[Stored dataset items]

________________________________________

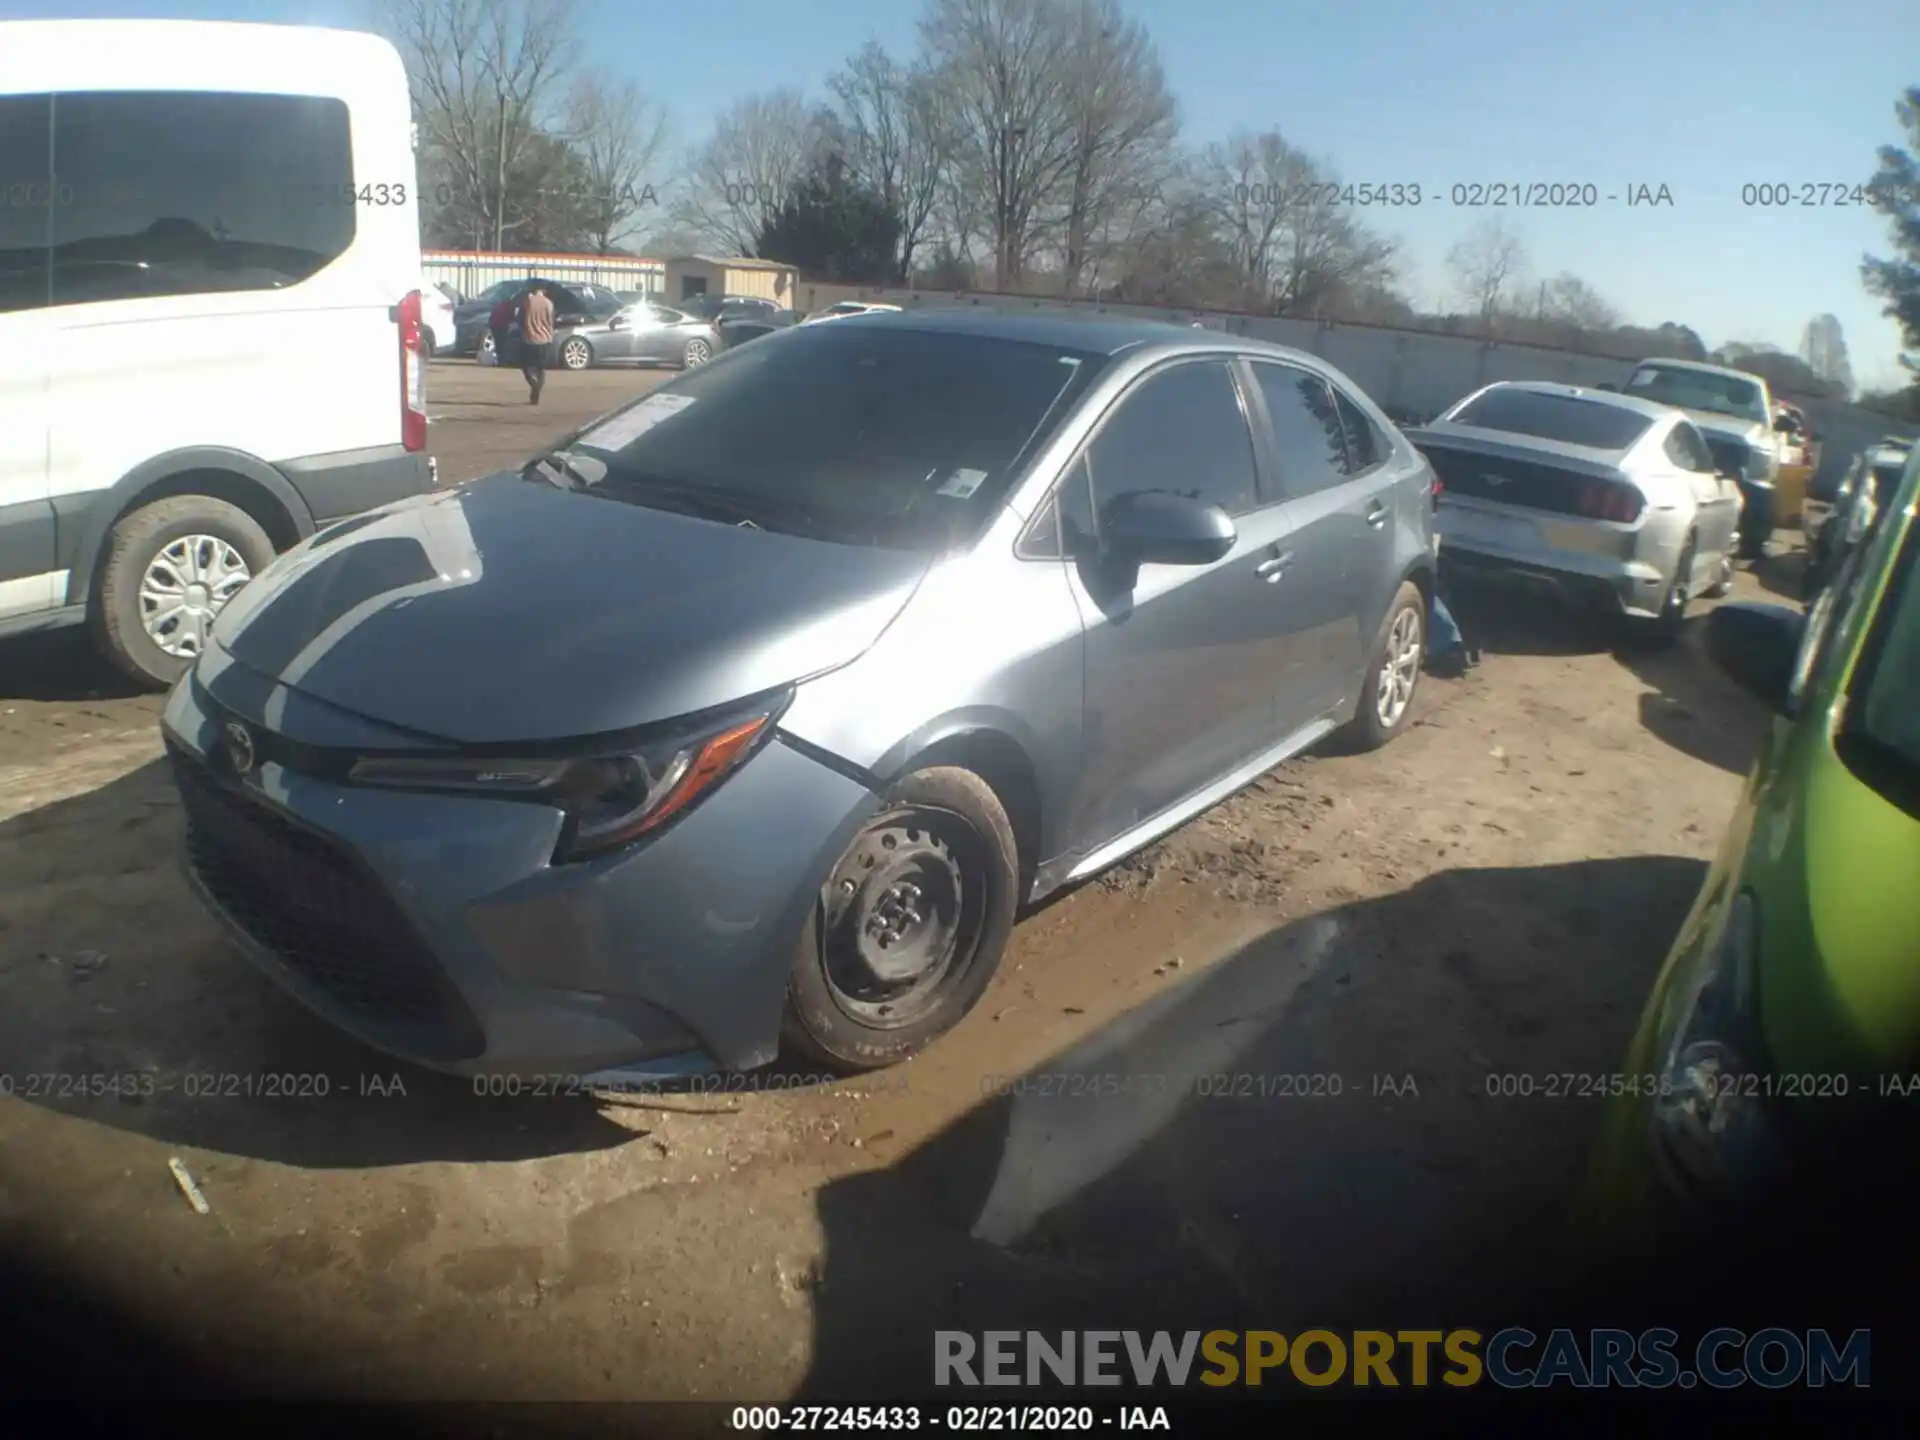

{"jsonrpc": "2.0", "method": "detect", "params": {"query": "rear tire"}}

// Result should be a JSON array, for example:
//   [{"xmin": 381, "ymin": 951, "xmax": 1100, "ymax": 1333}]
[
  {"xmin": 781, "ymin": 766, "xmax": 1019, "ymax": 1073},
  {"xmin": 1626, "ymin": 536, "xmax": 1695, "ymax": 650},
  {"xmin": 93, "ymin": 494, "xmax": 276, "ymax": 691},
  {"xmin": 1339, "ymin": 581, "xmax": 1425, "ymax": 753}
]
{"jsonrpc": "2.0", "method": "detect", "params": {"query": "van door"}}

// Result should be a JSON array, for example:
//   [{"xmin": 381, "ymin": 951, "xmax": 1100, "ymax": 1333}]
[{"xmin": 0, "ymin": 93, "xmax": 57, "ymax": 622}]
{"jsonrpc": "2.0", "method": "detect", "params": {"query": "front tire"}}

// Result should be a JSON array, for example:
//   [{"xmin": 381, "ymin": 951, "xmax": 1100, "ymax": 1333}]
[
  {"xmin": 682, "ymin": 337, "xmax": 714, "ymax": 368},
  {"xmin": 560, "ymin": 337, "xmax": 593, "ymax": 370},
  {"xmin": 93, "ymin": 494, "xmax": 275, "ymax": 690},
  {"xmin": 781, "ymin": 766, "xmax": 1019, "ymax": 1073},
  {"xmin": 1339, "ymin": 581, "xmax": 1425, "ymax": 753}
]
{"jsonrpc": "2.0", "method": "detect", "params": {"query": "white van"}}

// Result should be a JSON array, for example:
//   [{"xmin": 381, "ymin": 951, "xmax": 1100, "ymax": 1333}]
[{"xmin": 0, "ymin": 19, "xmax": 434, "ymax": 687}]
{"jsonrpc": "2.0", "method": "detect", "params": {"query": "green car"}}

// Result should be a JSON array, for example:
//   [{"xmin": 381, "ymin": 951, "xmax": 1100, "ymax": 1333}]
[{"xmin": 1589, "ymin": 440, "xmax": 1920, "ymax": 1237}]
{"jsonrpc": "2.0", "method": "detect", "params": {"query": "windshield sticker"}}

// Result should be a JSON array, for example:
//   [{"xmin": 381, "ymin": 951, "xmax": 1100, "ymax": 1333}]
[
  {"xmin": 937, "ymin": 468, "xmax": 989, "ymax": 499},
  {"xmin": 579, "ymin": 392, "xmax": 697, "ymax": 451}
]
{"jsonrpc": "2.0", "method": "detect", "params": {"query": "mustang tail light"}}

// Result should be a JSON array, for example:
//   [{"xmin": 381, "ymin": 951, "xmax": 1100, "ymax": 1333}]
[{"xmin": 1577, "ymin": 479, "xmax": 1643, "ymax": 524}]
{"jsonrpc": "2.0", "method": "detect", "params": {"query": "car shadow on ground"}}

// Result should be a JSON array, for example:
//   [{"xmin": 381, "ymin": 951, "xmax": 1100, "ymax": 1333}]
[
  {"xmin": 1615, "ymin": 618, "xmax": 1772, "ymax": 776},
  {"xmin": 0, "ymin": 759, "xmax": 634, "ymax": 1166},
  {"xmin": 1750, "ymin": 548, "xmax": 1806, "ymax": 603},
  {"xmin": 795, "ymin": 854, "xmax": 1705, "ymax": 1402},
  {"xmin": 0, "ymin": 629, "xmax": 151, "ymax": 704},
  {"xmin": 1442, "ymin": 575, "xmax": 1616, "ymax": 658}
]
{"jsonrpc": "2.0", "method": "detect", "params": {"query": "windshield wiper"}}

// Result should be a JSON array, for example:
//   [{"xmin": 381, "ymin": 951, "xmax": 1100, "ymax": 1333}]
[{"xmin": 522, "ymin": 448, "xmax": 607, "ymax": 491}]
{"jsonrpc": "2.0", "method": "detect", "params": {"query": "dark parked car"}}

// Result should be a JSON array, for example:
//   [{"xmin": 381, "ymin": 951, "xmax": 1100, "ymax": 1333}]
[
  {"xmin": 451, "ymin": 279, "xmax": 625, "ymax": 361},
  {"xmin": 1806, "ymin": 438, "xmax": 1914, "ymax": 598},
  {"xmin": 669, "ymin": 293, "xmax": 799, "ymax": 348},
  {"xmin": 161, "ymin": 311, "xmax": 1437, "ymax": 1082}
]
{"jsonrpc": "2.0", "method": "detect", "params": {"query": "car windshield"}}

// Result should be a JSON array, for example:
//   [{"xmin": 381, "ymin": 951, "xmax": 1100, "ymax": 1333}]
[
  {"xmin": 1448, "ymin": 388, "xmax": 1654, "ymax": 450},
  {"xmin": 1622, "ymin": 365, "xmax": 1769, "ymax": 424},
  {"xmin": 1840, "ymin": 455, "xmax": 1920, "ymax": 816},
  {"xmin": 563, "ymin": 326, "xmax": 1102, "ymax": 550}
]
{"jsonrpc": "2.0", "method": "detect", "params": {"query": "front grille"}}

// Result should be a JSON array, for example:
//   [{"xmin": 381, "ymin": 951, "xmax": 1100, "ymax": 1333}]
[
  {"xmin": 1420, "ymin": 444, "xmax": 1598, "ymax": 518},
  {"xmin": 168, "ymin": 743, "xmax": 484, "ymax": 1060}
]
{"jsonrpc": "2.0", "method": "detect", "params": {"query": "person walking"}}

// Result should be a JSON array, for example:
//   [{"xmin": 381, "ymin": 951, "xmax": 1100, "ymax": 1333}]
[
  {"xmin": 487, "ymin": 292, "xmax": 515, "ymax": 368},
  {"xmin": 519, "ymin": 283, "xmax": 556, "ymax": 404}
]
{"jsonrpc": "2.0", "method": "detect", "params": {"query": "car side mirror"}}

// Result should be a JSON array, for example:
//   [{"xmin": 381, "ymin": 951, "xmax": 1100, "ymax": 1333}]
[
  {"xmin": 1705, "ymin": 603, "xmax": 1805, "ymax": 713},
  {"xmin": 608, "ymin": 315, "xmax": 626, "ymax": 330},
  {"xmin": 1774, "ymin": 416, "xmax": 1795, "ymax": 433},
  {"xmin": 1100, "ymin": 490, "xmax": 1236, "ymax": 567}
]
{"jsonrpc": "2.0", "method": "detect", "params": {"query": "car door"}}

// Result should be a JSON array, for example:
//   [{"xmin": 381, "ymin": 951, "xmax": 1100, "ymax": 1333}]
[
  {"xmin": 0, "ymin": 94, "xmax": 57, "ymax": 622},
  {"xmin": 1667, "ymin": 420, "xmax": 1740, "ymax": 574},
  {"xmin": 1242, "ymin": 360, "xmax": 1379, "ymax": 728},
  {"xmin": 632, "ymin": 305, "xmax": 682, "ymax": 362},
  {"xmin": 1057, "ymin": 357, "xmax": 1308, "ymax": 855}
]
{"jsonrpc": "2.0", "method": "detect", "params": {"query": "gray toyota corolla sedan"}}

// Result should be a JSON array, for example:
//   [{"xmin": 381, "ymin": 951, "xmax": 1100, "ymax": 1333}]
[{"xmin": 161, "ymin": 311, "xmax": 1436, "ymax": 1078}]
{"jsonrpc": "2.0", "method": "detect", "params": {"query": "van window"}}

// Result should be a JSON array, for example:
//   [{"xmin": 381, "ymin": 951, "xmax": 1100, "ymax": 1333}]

________________________________________

[THE TASK]
Could you filter the entries above for lines holding the string "front" and copy them?

[RESPONSE TO THIS TASK]
{"jsonrpc": "2.0", "method": "detect", "params": {"query": "front tire"}}
{"jsonrpc": "2.0", "method": "detect", "params": {"query": "front grille"}}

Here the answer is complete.